Your assignment »
Print each line below verbatim, skipping every picture.
___ Extracted entries ___
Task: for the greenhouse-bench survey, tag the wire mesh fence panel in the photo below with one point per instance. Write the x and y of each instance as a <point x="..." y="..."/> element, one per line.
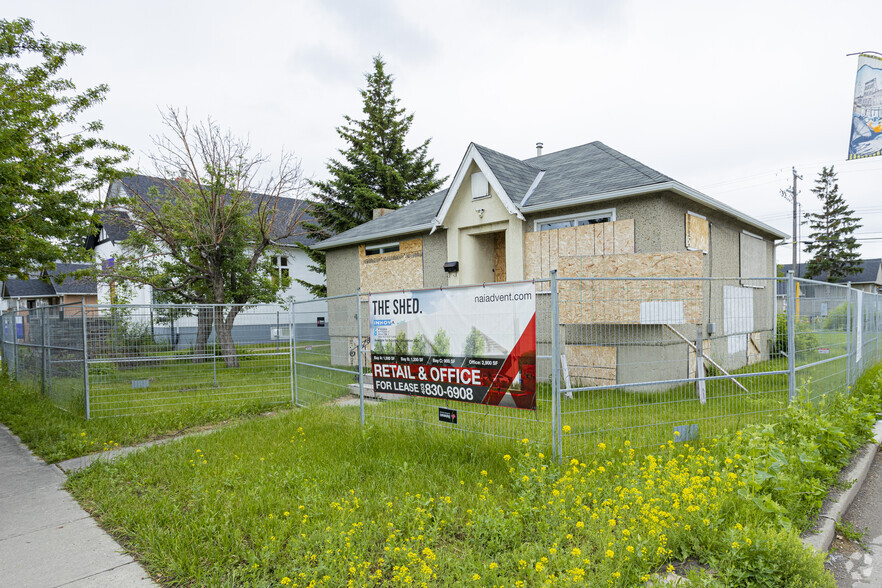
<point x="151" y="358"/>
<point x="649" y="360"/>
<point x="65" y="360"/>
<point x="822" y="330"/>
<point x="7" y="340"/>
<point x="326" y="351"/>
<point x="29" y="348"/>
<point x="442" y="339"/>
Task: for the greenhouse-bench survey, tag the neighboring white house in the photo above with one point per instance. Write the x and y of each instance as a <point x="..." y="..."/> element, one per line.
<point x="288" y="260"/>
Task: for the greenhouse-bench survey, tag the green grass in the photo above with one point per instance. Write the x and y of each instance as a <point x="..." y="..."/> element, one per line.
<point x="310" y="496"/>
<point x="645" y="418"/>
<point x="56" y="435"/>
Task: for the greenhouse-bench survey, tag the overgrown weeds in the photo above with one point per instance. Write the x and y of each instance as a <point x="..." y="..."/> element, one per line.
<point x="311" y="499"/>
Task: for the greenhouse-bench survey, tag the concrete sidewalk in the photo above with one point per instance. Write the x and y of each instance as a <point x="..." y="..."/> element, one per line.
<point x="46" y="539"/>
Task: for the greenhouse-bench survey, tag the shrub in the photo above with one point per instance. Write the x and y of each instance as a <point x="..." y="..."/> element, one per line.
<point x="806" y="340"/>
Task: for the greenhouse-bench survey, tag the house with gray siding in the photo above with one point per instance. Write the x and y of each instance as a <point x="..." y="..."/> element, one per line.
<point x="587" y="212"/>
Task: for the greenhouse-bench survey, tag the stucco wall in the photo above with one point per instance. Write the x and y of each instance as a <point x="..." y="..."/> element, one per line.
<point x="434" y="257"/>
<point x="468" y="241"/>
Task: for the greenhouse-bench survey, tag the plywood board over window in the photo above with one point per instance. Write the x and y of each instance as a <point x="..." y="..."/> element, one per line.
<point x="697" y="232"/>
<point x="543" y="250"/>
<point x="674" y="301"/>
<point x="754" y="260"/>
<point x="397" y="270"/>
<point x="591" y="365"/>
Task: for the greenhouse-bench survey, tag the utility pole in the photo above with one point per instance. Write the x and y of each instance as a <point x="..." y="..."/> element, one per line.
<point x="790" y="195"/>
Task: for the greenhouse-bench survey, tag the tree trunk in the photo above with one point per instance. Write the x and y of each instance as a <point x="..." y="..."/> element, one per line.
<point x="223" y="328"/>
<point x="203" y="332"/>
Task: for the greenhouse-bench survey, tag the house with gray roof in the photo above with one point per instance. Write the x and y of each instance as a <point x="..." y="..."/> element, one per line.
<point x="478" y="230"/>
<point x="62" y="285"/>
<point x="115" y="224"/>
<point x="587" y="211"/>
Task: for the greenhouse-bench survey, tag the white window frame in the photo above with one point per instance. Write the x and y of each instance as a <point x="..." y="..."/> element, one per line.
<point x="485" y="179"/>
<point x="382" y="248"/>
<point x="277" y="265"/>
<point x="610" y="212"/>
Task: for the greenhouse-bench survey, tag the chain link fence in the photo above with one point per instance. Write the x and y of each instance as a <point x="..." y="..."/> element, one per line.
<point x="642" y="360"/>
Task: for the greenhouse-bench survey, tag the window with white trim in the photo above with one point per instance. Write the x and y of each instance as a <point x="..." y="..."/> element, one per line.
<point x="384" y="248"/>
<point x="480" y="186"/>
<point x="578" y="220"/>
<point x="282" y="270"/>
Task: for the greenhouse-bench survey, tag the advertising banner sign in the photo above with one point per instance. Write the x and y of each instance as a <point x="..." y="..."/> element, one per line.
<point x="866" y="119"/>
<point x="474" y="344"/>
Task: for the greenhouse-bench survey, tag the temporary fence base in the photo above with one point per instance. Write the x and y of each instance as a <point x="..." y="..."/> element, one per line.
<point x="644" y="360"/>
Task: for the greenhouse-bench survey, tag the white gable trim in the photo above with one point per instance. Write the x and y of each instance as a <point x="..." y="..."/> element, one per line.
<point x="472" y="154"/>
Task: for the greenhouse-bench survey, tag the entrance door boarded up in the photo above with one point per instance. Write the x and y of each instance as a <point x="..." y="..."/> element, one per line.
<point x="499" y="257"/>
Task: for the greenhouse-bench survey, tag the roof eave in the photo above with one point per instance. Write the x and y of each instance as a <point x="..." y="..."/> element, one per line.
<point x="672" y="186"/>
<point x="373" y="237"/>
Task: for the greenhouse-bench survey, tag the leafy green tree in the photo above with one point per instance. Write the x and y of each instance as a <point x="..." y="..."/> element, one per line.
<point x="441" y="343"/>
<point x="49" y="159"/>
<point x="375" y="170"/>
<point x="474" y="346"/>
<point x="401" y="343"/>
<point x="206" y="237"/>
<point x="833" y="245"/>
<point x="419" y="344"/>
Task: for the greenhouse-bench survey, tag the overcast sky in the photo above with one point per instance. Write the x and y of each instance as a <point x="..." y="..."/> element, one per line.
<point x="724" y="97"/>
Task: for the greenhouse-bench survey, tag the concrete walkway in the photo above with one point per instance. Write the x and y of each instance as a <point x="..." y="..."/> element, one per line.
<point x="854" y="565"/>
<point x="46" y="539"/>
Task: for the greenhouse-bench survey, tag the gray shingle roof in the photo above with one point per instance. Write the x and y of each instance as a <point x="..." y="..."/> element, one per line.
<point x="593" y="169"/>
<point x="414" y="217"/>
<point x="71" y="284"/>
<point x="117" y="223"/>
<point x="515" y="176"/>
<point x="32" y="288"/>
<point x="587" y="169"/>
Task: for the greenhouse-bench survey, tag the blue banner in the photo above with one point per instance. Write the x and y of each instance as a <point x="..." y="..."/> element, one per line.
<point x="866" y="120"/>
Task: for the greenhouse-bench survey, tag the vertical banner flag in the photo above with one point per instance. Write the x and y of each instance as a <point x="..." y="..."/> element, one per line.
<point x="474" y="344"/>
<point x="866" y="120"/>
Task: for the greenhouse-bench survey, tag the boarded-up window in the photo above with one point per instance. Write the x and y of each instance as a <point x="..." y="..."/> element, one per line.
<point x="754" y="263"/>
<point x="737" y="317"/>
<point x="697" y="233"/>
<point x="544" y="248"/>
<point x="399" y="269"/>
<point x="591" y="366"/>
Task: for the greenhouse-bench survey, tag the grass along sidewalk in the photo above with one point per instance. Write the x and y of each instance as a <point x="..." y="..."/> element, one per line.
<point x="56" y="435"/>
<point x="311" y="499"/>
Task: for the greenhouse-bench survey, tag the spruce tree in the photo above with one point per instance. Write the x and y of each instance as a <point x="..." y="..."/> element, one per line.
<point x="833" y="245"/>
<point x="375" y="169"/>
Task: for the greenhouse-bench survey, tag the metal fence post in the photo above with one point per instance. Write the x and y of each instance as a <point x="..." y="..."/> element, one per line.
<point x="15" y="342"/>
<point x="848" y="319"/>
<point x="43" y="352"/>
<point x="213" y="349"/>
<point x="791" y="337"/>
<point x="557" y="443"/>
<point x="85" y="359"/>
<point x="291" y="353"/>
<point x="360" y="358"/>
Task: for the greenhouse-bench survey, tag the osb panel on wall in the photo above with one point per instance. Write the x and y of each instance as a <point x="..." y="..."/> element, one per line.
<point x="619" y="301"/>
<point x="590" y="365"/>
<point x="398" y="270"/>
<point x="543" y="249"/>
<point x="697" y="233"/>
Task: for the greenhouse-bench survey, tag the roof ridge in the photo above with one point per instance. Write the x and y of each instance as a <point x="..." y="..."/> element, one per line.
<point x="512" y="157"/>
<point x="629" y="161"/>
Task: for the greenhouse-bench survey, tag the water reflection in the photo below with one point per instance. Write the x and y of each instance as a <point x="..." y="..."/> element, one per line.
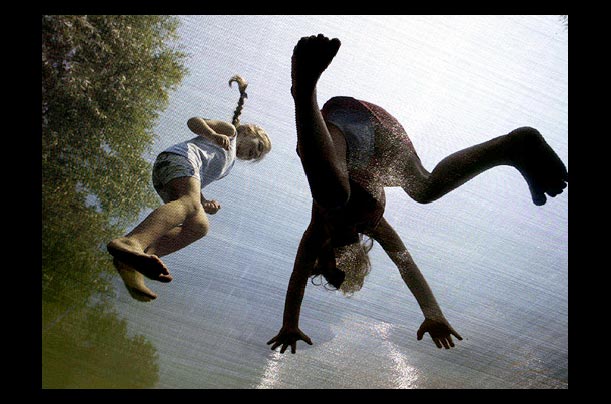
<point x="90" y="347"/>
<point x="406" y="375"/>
___
Finished exercise »
Task: for the greenhouse-bench survey, tag the wire mesh fence panel in the photo below with one point per instance. Write the x and y of each instance as a <point x="..." y="..."/> element, one per line.
<point x="151" y="358"/>
<point x="649" y="360"/>
<point x="65" y="360"/>
<point x="822" y="330"/>
<point x="7" y="340"/>
<point x="326" y="351"/>
<point x="29" y="348"/>
<point x="442" y="339"/>
Task: for the greenhouse-bench survey, tag the neighboring white house in the photo above with one point per instance. Write the x and y of each instance as a <point x="..." y="..."/> element, one per line.
<point x="288" y="260"/>
Task: for the greenhouse-bench survey, tag the green grass in the photo above with one point per instance. Write the x and y of each instance as a <point x="..." y="..."/> element, one per line.
<point x="310" y="496"/>
<point x="645" y="418"/>
<point x="56" y="435"/>
Task: for the greenhouse-bench survey, tag the overgrown weeds in the photo above with one point per instance. Write the x and y of each instance as a <point x="..." y="..."/> element, one per line.
<point x="311" y="499"/>
Task: for the greenhouse-bench survey, tag the concrete sidewalk in the photo above with one point per instance. Write the x and y of each instance as a <point x="..." y="..."/> element, one per line.
<point x="46" y="539"/>
Task: for the greenhouse-bench survey, tag the shrub in the photo above with one point per instance. Write the x and y of each instance as a <point x="..." y="..."/> element, one per line.
<point x="806" y="340"/>
Task: for the greenhouse-bench survey, tag the house with gray siding in the photo above with one point per instance. Write the x and y of each instance as a <point x="..." y="..."/> element, one per line.
<point x="587" y="212"/>
Task: for the greenhouse-bench survey, tag the stucco wall in the photo above with one point per instance. Write the x and y of each instance as a <point x="..." y="..."/> element, one per line.
<point x="434" y="257"/>
<point x="468" y="241"/>
Task: for the greenhouse-bench survey, tag the plywood board over window in the photo above with one point per instance. Write the x and y of each instance as a <point x="..." y="..."/> element, one per line.
<point x="697" y="232"/>
<point x="543" y="250"/>
<point x="674" y="301"/>
<point x="754" y="260"/>
<point x="397" y="270"/>
<point x="591" y="365"/>
Task: for the greenhouse-bench survey, tag the utility pole in the photo above with one point per instance. Write the x and y of each instance as a <point x="..." y="..."/> element, one per line.
<point x="790" y="195"/>
Task: for the greenhouse-bench survey, tag the tree trunk in the photo above with one point per instance. Write the x and y of each instance as a <point x="..." y="..."/> element, one per line.
<point x="223" y="328"/>
<point x="203" y="332"/>
Task: for the greenhouse-bench survey, tag the house with gray roof in the photo above with one point per instance. Write the x and y of each instance as a <point x="..." y="..."/> element, one per line.
<point x="478" y="230"/>
<point x="62" y="285"/>
<point x="115" y="224"/>
<point x="587" y="211"/>
Task: for the greenhouse-bench survey, tag the white window frame in the photo above with one point per instance. Write the x and y of each instance as a <point x="..." y="..."/> element, one per line.
<point x="485" y="179"/>
<point x="382" y="248"/>
<point x="277" y="265"/>
<point x="610" y="212"/>
Task: for the greenhouse-bench survey, tag the chain link fence in the photo above with one point per instance. Write the x and y of each instance as a <point x="..." y="..."/> element, one per line.
<point x="642" y="360"/>
Task: for the greenhouse-bench survey, tag the window with white trim in the photo above with one point per instance. Write the x and y of each instance as a <point x="..." y="..."/> element, one per line.
<point x="384" y="248"/>
<point x="480" y="186"/>
<point x="578" y="220"/>
<point x="282" y="270"/>
Task: for the greenhouse-bench survey, tag the advertising banner sign in the photo above with one point per instance. Write the x and y of each instance as a <point x="..." y="..."/> element, one per line.
<point x="866" y="119"/>
<point x="474" y="344"/>
Task: for the greenhouse-bench survey, tag the temporary fence base in the photo above with one point per instance. Write the x and y of each instance as a <point x="..." y="..."/> element, one per line.
<point x="644" y="360"/>
Task: for the greenhouse-bench survey, tag the white gable trim in the photo above with one point per instance. Write the x and y of each instance as a <point x="..." y="..."/> element, one per line.
<point x="472" y="154"/>
Task: for the greenhouse-bench survey, tag the entrance door boarded up in the photo above with one point per instance. Write the x and y of each instance as a <point x="..." y="..."/> element, one per line.
<point x="499" y="257"/>
Task: for the greenhouse-bench survey, tag the roof eave in the photo above with one point per instance. Write the x and y of each instance as a <point x="..." y="..."/> element, one per line.
<point x="672" y="186"/>
<point x="373" y="237"/>
Task: for the greenhouse-bench survey, tag the leafy green tree in the photo above with one point per instance. Write the x and y of each instance as a <point x="..." y="..."/> element, one per line.
<point x="441" y="343"/>
<point x="49" y="159"/>
<point x="375" y="170"/>
<point x="474" y="346"/>
<point x="401" y="343"/>
<point x="206" y="237"/>
<point x="833" y="245"/>
<point x="419" y="344"/>
Task: for the greenhouse-bench survey, tag the overcast sky in the photo above with one point per instance. Write the x and y of each instance as a <point x="..." y="..."/> element, one per line.
<point x="724" y="97"/>
Task: for the greenhouse-bench survey, tag the concrete walkway in the photo above with one point per instance. Write the x and y of each instance as a <point x="..." y="..."/> element, one per line.
<point x="854" y="565"/>
<point x="46" y="539"/>
Task: for the greenhouse-bench survey, tag the gray shingle roof in the photo above with one point per instance. Write the x and y of each instance as a <point x="..." y="..."/> element, one per line.
<point x="593" y="169"/>
<point x="414" y="217"/>
<point x="71" y="284"/>
<point x="117" y="223"/>
<point x="515" y="176"/>
<point x="32" y="288"/>
<point x="587" y="169"/>
Task: for the greenhouse-bench survey, tag the blue banner in the photo above with one point per instance. Write the x and y of each instance as a <point x="..." y="..."/> element, one per line.
<point x="866" y="120"/>
Task: for the greenhouse-bench survey, tag the vertical banner flag in the photo above with one point per instance. Write the x and y of each instance as a <point x="..." y="..."/> element, one per line.
<point x="474" y="344"/>
<point x="866" y="120"/>
Task: for the greenhouse-bench survey, tag the boarded-up window in the photo above with one point per instance. Write the x and y of each instance as a <point x="..." y="..."/> element, one per line.
<point x="754" y="263"/>
<point x="737" y="317"/>
<point x="697" y="233"/>
<point x="544" y="248"/>
<point x="399" y="269"/>
<point x="591" y="366"/>
Task: for the greenhouse-bench survey, tag the grass along sidewalk in the photo above with one point per instance. Write the x and y of each instance as a <point x="..." y="..."/> element, one per line.
<point x="56" y="435"/>
<point x="311" y="499"/>
Task: for the greenhouse-bench survey, tag the spruce tree in the photo above with one point per instance. Write the x and y of each instance as a <point x="..." y="..."/> element, one per line.
<point x="833" y="245"/>
<point x="375" y="169"/>
Task: for the greenhouse-bench survey, tag the metal fence post in the photo above with one point per instance. Write the x and y of each instance as a <point x="..." y="..."/> element, one per line.
<point x="15" y="342"/>
<point x="848" y="319"/>
<point x="43" y="352"/>
<point x="213" y="349"/>
<point x="791" y="337"/>
<point x="557" y="443"/>
<point x="85" y="359"/>
<point x="291" y="353"/>
<point x="360" y="358"/>
Task: for the greenhouse-bench survey, tag the osb panel on wall in the photo above with one point per instance. Write the x and y of each instance as a <point x="..." y="..."/> element, one per line.
<point x="619" y="301"/>
<point x="590" y="365"/>
<point x="398" y="270"/>
<point x="543" y="249"/>
<point x="697" y="233"/>
Task: for the greenhouse-bench survey, tag the roof ridge in the photo above with one point per instance. Write the x and y of each instance as a <point x="..." y="..."/> element, one per line.
<point x="512" y="157"/>
<point x="629" y="161"/>
Task: for the greenhouse-bench survey, tag the water reflection in the photo below with one point per instance. Write the x and y of each instance as a <point x="..." y="..."/> element, one per line.
<point x="90" y="347"/>
<point x="406" y="375"/>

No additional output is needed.